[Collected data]
◇ ◇ ◇ ◇ ◇ ◇ ◇

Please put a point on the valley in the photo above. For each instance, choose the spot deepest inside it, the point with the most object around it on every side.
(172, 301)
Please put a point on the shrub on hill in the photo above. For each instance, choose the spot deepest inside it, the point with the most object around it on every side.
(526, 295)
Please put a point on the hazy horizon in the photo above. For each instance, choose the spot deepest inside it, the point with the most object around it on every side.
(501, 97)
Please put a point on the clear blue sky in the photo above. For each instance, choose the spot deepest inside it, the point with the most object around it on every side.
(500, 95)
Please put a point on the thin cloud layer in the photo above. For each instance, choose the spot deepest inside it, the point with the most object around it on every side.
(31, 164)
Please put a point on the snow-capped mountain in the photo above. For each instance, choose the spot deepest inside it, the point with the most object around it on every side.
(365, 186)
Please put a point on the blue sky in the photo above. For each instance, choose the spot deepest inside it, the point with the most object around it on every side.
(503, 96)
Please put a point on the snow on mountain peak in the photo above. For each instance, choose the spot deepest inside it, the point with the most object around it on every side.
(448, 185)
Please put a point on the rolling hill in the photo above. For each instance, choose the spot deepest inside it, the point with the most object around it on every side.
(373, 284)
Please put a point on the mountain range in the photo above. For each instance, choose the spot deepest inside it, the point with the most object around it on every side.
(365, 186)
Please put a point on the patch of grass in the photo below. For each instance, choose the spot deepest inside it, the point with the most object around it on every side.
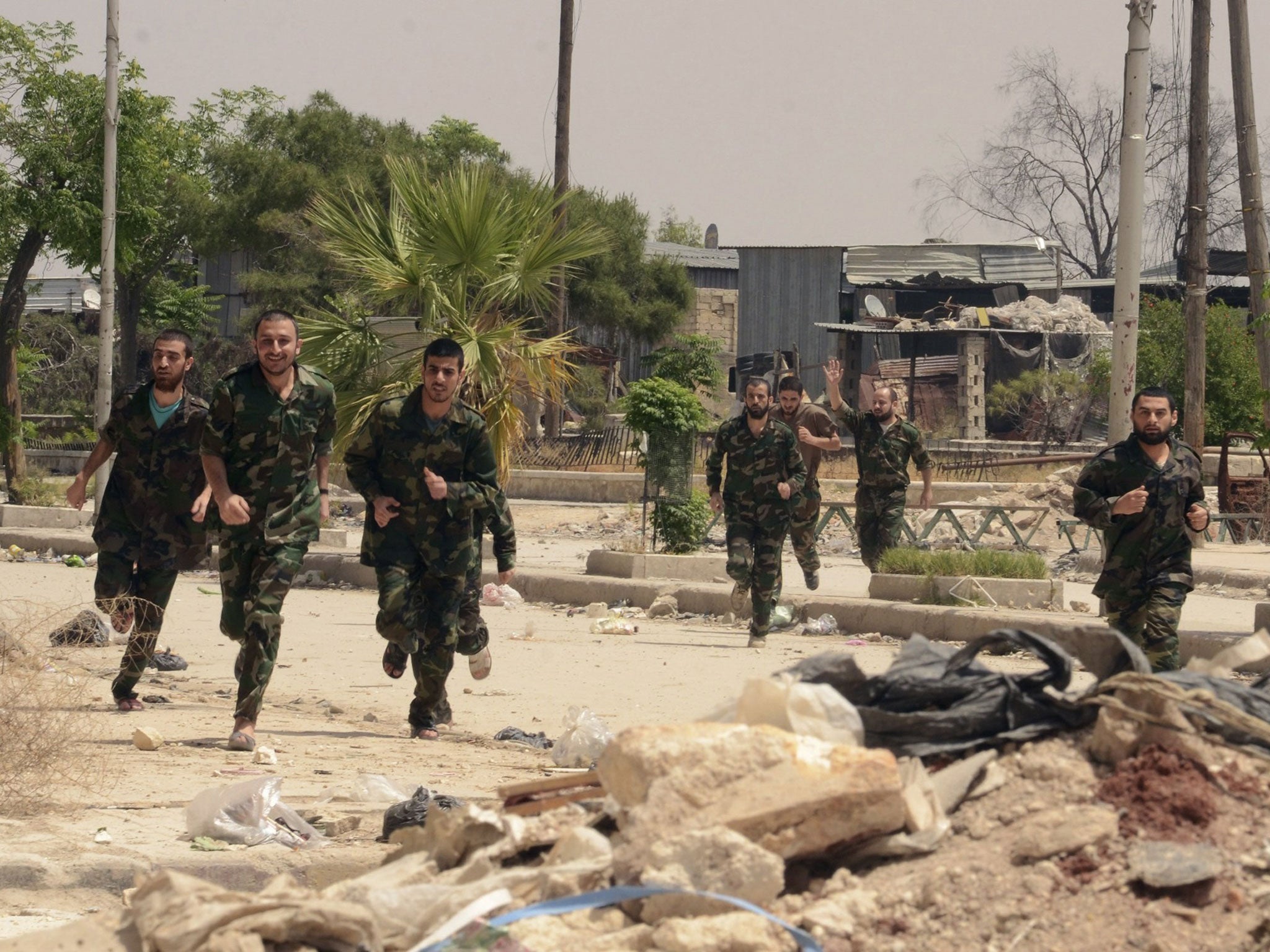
(982, 563)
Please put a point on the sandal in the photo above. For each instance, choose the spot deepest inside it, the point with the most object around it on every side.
(394, 660)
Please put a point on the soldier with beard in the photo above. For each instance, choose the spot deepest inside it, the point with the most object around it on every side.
(267, 456)
(151, 517)
(765, 470)
(1142, 494)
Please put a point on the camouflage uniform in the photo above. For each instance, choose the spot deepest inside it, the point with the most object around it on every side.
(807, 506)
(270, 447)
(756, 516)
(422, 558)
(1147, 569)
(145, 534)
(882, 460)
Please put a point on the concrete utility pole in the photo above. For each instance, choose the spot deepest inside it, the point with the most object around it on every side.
(1128, 247)
(106, 329)
(563, 83)
(1196, 307)
(1250, 187)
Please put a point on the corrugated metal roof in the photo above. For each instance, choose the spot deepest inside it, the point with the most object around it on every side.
(723, 258)
(981, 265)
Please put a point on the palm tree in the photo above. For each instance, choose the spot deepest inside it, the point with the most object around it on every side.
(475, 255)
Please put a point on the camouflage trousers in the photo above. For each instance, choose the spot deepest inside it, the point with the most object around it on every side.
(419, 615)
(1150, 620)
(806, 516)
(255, 578)
(879, 522)
(134, 579)
(755, 560)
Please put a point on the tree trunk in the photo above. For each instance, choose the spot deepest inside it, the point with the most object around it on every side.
(128, 298)
(13, 302)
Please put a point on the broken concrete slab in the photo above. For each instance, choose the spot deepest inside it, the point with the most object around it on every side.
(1171, 865)
(1062, 831)
(789, 794)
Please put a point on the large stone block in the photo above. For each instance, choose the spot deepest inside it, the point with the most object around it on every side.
(791, 795)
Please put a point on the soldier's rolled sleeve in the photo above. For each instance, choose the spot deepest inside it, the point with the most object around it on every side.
(361, 461)
(921, 457)
(326, 437)
(219, 430)
(481, 479)
(714, 464)
(1089, 503)
(504, 531)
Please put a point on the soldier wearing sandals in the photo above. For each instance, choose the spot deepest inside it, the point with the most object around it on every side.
(151, 519)
(267, 456)
(426, 467)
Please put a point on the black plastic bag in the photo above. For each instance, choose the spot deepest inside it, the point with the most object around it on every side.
(936, 700)
(414, 811)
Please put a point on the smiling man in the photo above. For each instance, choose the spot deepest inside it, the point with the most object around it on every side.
(267, 455)
(426, 467)
(150, 526)
(1143, 494)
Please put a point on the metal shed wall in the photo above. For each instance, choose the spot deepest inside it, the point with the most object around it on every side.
(783, 294)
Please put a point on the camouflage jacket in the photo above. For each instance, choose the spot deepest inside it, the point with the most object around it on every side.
(270, 447)
(388, 457)
(883, 457)
(755, 467)
(1152, 546)
(155, 479)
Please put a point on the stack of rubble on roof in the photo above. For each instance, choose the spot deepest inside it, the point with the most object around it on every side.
(1068, 316)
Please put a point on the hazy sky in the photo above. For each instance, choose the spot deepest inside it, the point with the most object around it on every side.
(790, 122)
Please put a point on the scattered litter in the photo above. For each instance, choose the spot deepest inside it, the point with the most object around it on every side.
(414, 811)
(84, 628)
(825, 625)
(168, 662)
(249, 813)
(614, 624)
(584, 739)
(515, 735)
(366, 788)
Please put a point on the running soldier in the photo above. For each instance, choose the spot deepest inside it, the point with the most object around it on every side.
(765, 471)
(815, 434)
(426, 467)
(1142, 494)
(151, 521)
(271, 427)
(884, 446)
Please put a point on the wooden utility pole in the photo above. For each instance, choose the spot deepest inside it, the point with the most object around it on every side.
(1250, 187)
(106, 329)
(1128, 245)
(1196, 307)
(564, 73)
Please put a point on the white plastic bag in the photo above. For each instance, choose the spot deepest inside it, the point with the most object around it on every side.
(584, 739)
(368, 788)
(249, 813)
(812, 710)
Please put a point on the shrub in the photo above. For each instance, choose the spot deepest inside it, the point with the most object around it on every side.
(982, 563)
(681, 526)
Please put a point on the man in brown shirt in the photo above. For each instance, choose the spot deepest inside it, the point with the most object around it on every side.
(815, 433)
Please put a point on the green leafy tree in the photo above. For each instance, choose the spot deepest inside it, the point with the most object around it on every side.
(621, 289)
(50, 116)
(680, 232)
(475, 254)
(690, 359)
(1232, 389)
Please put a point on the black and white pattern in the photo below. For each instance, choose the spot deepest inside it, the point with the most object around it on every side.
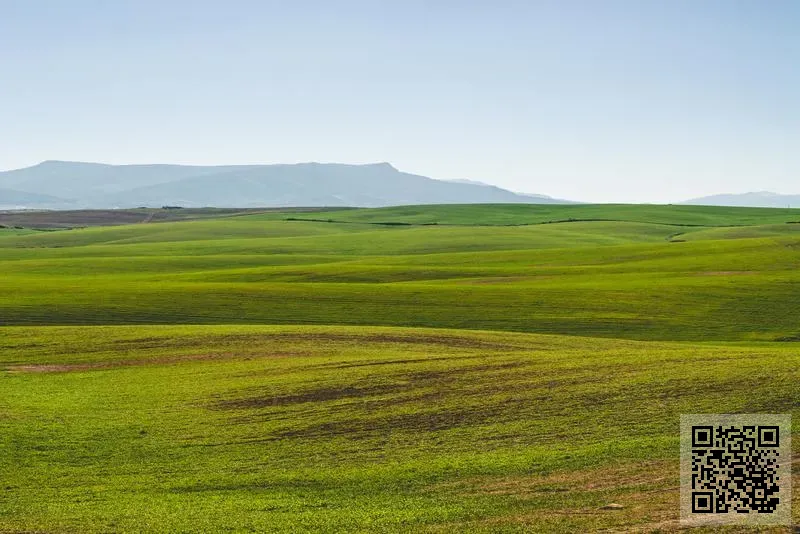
(735, 468)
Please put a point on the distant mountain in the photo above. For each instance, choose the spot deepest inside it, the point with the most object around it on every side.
(94, 185)
(760, 199)
(12, 199)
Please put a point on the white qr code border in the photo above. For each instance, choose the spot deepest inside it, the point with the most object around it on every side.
(782, 514)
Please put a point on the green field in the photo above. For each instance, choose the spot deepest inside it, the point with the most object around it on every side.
(426, 368)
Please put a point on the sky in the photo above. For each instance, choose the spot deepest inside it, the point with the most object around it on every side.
(597, 100)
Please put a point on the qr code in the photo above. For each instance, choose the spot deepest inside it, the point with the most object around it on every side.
(737, 468)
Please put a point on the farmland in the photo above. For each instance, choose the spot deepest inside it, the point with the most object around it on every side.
(435, 368)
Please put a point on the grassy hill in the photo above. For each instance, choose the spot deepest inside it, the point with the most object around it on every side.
(469, 369)
(639, 280)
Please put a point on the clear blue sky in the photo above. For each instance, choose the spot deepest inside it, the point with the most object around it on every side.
(595, 100)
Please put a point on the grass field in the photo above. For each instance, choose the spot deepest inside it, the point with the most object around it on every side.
(461, 368)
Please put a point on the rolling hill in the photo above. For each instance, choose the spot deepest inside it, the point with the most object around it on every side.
(449, 368)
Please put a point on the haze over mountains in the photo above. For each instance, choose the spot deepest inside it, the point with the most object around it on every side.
(73, 185)
(78, 185)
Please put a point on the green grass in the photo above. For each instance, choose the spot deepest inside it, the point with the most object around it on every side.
(484, 373)
(513, 214)
(609, 279)
(188, 429)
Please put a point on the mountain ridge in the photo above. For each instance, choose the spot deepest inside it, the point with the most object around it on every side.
(66, 184)
(752, 199)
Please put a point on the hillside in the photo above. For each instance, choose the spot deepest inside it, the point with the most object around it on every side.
(642, 276)
(93, 185)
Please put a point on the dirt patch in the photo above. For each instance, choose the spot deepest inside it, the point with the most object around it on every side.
(166, 360)
(497, 280)
(449, 341)
(315, 395)
(725, 273)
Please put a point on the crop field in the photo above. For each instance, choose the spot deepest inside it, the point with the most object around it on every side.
(477, 368)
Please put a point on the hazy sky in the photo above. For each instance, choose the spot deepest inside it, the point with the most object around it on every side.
(596, 100)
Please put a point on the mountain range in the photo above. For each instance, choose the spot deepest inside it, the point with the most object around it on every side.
(73, 185)
(760, 199)
(79, 185)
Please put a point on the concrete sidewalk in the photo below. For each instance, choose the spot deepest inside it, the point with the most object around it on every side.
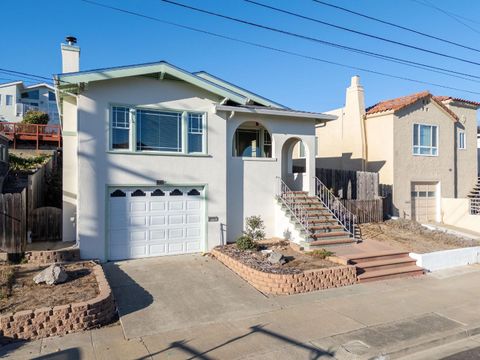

◇ ◇ ◇ ◇ ◇ ◇ ◇

What to produce:
Write out, exactly and with nothing added, every line from the one that holds "Please put a point on the mountain ridge" to the end of the entries above; pictures stay out.

Finished exercise:
Please put a point on the mountain ridge in the photo above. For each instance, choose the spot deepest inside it, the point with the most object around it on every side.
(66, 184)
(752, 199)
Please put a point on the hillside in the photo above. For each instance, choose the spot deepest inside it, the point with the most object around it on every side.
(642, 276)
(93, 185)
Please put a point on the dirt patch in the photo above. For each instance, choose the spot deepest inside it, the point with the most object around it on every side.
(166, 360)
(497, 280)
(449, 341)
(315, 395)
(725, 273)
Please put a point on the crop field in the photo above. For each instance, choose the spot deepest inside it, the point with the most object around it on every side.
(477, 368)
Please put a point on the hazy sky in the photo above. For each instance, choose the spot deepest inside it, the point with the most object around it on every side.
(596, 100)
Please put a point on the mountain range in the photo above. For each instance, choose the spot deepest inside it, the point with the most object around it on every side.
(73, 185)
(760, 199)
(79, 185)
Please put a point on the concrete sidewalk in the photo below. For each instance, choose the spot deepest inside it, the point with the most object around it on every side.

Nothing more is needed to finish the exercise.